TEXTO FORNECIDO:
== == ==

De cada vez que alguém subscreve um contrato em nome do Estado, um ente abstracto sem capacidade volitiva própria, a probabilidade de o resultado desse acto redundar em perdas para os contribuintes é muito alta. Tão alta que é raro o dia, se é que há algum, em que não seja noticiado um caso em que os contribuintes não sejam burlados ou, no mínimo, vítimas da irresponsabilidade material, porque não estão em causa interesses materiais próprios, de quem actuou como representante do Estado.
O sr. Carlos Costa termina o seu mandato hoje, mantém-se em funções até que o sr. Mário Centeno ocupe o lugar. Costa atribuiu em Novembro de 2016, vd. aqui, sem mencionar o nome, os sucessivos escândalos na banca portuguesa a deficiências nas funções de supervisão durante o mandato do seu antecessor.
Espera-se que o Centeno não desiluda e promova, até onde possa ir, a recuperação de pelo menos parte dos rombos, para não dizer roubos, cometidos no Orçamento do Estado por agentes que subscreveram contratos ruinosos paras as finanças públicas.
----
Novo Banco vendeu activos com 70% de desconto a fundo ao qual o seu chairman esteve ligado
Até ser nomeado chairman do Novo Banco, Byron Haines liderou
um banco detido pelo fundo Cereberus. Foi a este fundo que o banco
vendeu 200 imóveis com uma perda de 328 milhões de euros. Uma queixa à
autoridade europeia denuncia “gestão ruinosa”, “conflito de interesses” e
pede uma investigação criminal. - aqui
Em Agosto de 2019, o Novo Banco vendeu um lote de quase 200 imóveis
com um desconto próximo de 70%, a entidades ligadas ao fundo
norte-americano Cerberus. A operação ter-se-ia destacado apenas pela
perda de 328,8 milhões de euros caso o fundo comprador não fosse o
principal accionista do banco austríaco BAGAW P.S.K. que foi gerido por
Byron Haines até este assumir o cargo de chairman da instituição financeira portuguesa.
Os indícios de conflito de interesse e de eventuais decisões ruinosas
no Novo Banco deram origem a uma queixa reportada à ESMA, Autoridade
Europeia de Mercados e Títulos, na qual também se requer que se apure se
“pessoas politicamente expostas” estiveram envolvidas na transacção.

== == ==

LISTA DE MATERIAL:

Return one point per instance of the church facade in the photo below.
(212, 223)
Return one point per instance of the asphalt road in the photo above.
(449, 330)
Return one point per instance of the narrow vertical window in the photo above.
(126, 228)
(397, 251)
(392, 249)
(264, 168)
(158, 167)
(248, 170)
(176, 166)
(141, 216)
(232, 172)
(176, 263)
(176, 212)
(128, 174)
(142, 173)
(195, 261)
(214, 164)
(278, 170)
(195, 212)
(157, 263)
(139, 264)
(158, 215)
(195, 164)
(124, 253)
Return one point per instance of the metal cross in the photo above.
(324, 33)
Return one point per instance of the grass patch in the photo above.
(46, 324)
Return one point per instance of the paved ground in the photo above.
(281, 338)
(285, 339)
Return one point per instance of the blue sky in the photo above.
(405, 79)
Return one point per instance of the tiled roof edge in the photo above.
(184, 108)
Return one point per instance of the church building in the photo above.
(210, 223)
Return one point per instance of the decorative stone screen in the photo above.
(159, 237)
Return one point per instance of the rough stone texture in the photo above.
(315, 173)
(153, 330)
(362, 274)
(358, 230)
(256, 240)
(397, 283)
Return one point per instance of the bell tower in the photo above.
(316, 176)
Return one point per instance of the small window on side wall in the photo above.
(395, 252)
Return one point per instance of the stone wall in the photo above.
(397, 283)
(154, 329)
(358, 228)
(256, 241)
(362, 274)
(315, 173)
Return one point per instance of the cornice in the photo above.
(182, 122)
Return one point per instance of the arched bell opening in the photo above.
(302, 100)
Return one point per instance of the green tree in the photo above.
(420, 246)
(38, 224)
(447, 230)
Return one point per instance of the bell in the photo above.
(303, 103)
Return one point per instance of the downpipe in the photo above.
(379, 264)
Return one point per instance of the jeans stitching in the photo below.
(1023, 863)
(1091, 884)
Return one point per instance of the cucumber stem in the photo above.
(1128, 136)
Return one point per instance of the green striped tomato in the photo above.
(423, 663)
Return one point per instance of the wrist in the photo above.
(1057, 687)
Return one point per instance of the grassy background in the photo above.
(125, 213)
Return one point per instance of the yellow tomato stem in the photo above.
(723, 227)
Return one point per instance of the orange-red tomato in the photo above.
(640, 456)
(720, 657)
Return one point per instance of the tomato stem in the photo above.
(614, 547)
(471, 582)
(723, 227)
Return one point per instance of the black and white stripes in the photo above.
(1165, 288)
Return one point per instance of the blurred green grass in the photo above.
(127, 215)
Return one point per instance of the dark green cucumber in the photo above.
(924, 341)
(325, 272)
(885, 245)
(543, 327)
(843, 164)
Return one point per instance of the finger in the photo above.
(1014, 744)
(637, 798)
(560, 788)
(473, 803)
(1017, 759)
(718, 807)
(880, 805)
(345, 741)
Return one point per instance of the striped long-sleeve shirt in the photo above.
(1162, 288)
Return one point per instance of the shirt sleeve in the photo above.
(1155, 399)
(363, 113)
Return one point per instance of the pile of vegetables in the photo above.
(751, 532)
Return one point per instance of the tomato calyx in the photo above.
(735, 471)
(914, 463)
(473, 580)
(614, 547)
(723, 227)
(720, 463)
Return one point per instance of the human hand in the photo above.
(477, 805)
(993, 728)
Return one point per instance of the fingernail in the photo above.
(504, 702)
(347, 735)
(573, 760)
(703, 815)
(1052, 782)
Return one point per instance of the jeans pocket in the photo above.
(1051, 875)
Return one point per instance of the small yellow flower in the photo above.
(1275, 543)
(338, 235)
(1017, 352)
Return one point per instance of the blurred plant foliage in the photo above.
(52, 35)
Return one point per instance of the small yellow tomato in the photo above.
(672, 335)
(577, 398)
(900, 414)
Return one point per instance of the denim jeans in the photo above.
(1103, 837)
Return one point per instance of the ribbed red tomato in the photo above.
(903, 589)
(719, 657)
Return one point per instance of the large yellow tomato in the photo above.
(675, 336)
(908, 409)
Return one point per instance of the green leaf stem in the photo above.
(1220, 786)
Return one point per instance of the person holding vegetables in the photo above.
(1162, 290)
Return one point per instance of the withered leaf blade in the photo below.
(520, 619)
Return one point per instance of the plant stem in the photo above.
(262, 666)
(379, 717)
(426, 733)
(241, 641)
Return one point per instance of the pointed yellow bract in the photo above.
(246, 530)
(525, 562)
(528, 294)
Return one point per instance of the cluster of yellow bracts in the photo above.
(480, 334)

== == ==

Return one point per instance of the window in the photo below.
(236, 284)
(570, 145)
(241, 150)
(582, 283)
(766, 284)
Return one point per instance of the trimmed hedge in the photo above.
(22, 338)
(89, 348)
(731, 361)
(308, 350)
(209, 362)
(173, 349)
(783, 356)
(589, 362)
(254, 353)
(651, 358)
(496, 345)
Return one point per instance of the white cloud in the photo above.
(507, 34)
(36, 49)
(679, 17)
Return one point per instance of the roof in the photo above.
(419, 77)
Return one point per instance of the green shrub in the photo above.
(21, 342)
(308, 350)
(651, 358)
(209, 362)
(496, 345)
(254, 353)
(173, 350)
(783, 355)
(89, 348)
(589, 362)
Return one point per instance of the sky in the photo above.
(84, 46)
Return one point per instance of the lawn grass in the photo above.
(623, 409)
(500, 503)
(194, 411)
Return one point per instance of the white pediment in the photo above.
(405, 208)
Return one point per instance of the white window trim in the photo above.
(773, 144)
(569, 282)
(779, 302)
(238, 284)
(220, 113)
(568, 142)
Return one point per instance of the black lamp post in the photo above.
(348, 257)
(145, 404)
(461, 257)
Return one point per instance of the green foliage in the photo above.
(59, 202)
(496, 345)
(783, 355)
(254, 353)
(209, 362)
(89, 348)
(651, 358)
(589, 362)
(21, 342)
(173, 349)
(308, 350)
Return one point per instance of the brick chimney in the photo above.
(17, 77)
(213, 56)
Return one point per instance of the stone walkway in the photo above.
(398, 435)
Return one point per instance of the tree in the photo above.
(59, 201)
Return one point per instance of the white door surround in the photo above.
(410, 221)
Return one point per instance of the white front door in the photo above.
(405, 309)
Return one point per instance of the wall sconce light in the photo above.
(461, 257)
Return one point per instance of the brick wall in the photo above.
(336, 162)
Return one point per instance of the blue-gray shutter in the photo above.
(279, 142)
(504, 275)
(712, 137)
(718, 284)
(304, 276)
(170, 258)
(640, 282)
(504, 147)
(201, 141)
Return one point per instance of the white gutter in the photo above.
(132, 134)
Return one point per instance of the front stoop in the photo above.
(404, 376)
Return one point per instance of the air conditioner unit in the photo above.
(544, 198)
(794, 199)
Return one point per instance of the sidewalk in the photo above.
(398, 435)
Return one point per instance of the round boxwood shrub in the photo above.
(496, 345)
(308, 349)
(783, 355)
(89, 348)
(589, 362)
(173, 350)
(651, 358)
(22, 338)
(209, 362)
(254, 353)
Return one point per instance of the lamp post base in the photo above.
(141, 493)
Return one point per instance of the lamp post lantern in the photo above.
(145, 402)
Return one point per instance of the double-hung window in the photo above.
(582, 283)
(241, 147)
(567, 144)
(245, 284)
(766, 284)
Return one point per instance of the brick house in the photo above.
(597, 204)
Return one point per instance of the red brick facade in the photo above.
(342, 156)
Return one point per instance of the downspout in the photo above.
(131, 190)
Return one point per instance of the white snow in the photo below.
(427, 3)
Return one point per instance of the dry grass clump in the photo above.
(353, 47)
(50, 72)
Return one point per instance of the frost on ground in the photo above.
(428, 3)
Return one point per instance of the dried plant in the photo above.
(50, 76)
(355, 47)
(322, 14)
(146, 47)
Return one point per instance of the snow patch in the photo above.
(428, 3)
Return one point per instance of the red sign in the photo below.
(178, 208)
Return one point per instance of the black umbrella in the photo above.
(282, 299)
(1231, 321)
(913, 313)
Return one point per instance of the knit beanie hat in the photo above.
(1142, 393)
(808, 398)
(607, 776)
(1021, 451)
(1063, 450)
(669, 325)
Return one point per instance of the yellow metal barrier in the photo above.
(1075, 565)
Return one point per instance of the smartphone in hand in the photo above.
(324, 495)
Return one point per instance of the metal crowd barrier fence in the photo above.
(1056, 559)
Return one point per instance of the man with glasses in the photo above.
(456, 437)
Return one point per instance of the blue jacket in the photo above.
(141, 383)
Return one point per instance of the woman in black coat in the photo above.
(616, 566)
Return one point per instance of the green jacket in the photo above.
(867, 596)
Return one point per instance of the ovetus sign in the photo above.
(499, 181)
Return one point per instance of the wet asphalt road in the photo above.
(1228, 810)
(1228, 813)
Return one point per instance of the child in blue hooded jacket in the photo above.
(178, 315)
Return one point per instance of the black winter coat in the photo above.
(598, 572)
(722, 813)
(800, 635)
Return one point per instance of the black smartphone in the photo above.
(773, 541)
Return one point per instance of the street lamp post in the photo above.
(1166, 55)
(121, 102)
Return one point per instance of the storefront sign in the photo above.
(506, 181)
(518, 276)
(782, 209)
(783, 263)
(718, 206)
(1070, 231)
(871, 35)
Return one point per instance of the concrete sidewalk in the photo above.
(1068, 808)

== == ==

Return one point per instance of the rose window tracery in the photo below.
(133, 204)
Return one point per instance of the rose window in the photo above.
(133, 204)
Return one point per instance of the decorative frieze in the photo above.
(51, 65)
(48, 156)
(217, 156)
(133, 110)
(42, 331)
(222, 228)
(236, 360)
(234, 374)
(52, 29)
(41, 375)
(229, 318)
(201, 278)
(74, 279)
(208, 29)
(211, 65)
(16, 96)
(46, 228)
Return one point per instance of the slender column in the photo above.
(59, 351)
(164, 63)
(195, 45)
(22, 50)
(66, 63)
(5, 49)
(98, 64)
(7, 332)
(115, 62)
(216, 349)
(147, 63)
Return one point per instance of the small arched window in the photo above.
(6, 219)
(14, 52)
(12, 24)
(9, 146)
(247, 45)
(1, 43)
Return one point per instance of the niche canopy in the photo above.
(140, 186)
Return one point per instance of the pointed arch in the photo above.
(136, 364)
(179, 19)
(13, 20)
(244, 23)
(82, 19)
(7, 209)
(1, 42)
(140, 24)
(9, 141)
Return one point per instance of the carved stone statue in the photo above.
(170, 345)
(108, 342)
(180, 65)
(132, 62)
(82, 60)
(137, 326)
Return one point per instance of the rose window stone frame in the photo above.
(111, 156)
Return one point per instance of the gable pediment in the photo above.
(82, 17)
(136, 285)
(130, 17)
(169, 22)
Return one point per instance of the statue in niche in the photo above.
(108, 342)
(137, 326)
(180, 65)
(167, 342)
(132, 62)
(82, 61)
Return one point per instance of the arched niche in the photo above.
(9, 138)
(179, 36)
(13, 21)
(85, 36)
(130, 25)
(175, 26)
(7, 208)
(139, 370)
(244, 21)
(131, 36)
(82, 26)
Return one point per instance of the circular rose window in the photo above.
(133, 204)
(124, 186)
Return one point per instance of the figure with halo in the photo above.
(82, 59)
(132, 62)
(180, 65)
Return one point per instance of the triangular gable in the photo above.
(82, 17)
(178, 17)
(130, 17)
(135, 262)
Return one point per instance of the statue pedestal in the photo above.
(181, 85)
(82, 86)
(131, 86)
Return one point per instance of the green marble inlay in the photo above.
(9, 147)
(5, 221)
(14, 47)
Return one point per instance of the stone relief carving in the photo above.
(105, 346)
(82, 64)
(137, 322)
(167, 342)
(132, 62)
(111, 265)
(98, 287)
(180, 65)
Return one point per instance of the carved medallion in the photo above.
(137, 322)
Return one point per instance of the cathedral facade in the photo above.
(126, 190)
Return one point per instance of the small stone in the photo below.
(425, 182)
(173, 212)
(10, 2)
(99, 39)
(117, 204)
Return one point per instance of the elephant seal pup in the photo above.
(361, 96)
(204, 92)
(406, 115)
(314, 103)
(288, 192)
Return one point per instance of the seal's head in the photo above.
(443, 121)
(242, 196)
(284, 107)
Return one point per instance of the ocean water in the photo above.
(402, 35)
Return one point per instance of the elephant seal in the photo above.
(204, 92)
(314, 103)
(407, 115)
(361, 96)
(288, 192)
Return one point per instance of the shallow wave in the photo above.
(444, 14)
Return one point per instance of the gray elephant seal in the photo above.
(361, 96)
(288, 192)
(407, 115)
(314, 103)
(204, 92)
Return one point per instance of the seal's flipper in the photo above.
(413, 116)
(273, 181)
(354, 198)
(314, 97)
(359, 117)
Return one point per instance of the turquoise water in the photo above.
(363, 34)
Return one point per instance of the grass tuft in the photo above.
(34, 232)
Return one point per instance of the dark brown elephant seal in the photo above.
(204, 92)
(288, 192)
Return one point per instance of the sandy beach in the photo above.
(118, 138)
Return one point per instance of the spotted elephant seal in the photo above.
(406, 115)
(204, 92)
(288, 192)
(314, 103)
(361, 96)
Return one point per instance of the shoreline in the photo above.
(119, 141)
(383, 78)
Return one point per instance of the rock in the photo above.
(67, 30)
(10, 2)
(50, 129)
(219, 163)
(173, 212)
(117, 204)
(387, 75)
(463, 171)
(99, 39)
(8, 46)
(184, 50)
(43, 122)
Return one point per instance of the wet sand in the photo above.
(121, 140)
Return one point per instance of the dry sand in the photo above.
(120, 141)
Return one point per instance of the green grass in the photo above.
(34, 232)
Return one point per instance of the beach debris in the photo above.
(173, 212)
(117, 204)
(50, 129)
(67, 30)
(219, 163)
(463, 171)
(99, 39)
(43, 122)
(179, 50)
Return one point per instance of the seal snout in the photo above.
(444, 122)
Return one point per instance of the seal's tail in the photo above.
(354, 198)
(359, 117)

== == ==

O QUE SE PEDE:
De acordo com o texto fornecido, com que desconto aproximado o Novo Banco vendeu, em agosto de 2019, o lote de quase 200 imóveis?

RESPOSTA COMPLETA:
Com um desconto próximo de 70%.